Reproduce verbatim only the lines from the one containing "For practice, label the roof" through the last line below, both included.

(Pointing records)
==================================================

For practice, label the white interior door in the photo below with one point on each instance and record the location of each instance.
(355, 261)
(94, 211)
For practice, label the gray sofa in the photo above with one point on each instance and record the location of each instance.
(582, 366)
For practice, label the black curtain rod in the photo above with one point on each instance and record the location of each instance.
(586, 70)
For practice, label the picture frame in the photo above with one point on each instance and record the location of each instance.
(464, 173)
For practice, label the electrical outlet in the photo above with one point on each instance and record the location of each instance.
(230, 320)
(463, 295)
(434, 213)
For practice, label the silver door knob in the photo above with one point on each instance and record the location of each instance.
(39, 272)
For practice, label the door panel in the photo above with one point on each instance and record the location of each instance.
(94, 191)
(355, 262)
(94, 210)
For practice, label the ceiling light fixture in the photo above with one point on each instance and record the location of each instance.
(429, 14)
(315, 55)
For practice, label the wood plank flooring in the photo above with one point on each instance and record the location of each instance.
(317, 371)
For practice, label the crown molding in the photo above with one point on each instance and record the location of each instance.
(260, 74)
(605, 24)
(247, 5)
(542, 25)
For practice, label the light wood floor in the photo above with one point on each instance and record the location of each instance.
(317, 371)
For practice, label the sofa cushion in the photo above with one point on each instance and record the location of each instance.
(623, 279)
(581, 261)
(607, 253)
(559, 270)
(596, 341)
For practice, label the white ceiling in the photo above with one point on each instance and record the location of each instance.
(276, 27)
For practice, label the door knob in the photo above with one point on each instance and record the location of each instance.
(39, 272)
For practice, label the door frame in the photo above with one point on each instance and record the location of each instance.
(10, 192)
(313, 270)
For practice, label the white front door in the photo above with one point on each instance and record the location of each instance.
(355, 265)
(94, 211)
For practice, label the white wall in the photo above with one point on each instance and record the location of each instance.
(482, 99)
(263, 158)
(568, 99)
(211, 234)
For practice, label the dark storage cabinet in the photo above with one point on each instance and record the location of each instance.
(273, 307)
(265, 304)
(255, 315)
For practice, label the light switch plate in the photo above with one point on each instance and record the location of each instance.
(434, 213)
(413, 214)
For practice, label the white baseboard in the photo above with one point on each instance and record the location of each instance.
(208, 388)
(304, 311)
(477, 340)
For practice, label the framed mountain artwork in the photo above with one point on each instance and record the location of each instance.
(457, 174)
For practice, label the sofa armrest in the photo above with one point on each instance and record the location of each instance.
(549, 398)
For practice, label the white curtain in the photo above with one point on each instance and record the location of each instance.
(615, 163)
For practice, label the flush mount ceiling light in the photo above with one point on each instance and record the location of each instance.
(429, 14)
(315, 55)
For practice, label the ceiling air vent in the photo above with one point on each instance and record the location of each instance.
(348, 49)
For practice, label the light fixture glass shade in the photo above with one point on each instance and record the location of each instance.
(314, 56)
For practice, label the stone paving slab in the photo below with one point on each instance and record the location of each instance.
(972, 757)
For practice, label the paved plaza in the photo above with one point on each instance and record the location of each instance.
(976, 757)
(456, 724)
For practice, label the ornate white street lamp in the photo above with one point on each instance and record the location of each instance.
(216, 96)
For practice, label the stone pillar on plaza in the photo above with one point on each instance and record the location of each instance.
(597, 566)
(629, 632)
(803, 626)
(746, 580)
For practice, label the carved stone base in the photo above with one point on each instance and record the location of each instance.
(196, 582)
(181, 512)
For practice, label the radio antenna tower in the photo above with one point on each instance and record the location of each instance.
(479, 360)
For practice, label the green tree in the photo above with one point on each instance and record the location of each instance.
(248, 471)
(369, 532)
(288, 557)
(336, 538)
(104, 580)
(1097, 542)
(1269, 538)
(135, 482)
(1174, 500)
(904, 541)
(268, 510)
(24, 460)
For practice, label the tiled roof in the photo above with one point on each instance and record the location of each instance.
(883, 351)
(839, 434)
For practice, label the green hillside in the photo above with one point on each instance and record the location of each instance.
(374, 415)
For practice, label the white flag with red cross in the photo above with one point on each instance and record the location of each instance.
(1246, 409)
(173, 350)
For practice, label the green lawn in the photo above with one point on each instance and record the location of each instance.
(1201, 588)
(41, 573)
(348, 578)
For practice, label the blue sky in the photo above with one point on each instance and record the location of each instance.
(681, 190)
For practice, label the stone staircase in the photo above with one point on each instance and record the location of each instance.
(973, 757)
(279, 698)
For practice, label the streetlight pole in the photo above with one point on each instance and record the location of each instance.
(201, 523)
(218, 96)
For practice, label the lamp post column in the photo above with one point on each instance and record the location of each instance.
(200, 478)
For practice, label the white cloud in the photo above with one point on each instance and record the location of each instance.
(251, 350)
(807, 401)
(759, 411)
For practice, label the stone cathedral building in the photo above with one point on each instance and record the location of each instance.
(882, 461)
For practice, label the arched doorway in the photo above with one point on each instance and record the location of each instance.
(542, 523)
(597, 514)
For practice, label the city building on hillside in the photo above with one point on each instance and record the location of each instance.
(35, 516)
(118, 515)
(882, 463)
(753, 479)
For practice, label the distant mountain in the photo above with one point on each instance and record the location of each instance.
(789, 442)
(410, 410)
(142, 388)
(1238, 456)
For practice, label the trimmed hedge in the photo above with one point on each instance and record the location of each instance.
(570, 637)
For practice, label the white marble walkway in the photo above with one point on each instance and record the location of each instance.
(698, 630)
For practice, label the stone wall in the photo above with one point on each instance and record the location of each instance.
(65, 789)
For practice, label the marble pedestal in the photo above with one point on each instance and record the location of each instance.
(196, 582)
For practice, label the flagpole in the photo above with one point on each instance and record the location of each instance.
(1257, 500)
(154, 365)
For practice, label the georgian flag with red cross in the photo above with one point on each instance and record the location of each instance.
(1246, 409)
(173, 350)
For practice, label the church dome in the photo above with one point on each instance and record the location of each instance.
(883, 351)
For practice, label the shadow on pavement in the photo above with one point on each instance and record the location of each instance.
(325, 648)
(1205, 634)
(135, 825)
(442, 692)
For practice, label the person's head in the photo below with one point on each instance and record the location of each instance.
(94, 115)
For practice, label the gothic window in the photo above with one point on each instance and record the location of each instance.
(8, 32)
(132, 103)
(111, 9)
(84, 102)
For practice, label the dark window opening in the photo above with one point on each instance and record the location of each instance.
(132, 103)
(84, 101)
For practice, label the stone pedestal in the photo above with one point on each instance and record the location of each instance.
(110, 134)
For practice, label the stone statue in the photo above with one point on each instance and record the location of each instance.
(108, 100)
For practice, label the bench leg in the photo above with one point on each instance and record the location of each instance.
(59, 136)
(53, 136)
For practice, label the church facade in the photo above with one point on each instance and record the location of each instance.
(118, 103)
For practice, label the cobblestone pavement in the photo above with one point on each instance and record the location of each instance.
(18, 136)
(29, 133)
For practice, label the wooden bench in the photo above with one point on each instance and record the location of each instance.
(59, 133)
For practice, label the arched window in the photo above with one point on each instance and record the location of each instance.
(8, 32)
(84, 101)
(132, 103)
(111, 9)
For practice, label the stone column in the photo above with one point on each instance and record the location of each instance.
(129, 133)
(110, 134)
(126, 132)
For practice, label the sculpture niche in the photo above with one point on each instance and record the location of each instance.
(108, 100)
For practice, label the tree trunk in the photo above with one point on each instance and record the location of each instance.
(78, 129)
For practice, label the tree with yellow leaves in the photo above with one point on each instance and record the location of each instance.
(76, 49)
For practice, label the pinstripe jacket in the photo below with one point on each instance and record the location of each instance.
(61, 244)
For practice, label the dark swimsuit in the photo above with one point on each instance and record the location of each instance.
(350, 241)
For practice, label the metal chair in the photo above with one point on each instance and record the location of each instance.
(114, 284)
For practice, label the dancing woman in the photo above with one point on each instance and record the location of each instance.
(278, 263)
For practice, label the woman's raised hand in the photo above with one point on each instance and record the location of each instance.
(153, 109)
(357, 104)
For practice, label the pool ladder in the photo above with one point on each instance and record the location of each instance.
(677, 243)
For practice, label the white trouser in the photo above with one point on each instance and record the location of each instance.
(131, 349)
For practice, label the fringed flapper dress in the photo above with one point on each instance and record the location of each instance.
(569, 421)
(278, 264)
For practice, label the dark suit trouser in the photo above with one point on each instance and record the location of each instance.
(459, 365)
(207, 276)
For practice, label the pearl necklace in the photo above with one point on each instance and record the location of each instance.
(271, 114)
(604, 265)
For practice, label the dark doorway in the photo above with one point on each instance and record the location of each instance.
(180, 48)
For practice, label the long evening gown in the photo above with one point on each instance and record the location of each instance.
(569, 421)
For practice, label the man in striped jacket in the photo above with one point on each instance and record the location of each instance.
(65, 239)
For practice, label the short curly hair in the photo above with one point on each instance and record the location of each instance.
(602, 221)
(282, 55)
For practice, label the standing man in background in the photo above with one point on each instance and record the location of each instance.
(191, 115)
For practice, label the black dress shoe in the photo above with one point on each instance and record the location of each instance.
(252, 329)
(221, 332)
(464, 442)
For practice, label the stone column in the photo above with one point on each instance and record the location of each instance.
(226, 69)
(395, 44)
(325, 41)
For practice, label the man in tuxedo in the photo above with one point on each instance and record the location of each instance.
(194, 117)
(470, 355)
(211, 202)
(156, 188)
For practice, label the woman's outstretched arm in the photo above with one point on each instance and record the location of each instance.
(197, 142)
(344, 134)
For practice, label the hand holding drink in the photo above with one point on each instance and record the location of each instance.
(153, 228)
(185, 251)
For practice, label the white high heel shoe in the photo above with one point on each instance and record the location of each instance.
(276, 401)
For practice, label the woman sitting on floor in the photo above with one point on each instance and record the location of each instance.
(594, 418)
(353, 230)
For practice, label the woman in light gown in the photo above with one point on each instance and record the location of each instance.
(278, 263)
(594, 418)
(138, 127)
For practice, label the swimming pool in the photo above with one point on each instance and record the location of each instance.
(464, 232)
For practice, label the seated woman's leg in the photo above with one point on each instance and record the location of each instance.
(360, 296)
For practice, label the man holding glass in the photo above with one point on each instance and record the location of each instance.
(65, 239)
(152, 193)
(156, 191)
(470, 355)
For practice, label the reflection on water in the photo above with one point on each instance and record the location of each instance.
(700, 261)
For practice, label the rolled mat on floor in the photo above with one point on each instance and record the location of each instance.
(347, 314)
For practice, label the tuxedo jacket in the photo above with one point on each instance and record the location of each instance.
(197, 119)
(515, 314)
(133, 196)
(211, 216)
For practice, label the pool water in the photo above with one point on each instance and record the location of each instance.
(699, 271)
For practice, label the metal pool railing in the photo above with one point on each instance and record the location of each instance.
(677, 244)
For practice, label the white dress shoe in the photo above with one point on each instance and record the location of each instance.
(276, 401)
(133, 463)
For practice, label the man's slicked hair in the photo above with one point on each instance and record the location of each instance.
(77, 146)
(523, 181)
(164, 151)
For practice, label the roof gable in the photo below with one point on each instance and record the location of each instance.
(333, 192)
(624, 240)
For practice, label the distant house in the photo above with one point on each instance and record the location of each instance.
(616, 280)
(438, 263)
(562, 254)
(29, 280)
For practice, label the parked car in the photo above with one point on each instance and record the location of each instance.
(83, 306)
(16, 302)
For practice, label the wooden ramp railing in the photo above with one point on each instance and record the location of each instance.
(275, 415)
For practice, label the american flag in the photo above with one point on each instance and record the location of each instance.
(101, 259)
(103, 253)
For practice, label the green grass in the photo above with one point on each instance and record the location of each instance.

==================================================

- _The reply_:
For practice, label the roof gable in the photo below with one point on each instance and record the location of each instance.
(333, 192)
(624, 240)
For practice, label the distant house in the photo above with one point on each instance and record the location of each instance.
(616, 280)
(438, 263)
(562, 254)
(29, 280)
For practice, label the parked car in the photo above with one point on each instance and record the location of each instance.
(83, 306)
(16, 302)
For practice, label the wooden ramp railing in the photo above with one point on each instance and record the location of each instance.
(275, 415)
For practice, label the american flag in the photo above with one point on each instance and record the location of each instance.
(101, 259)
(103, 253)
For practice, label the green grass in the photo above with one point on each instance and record the location of each instance.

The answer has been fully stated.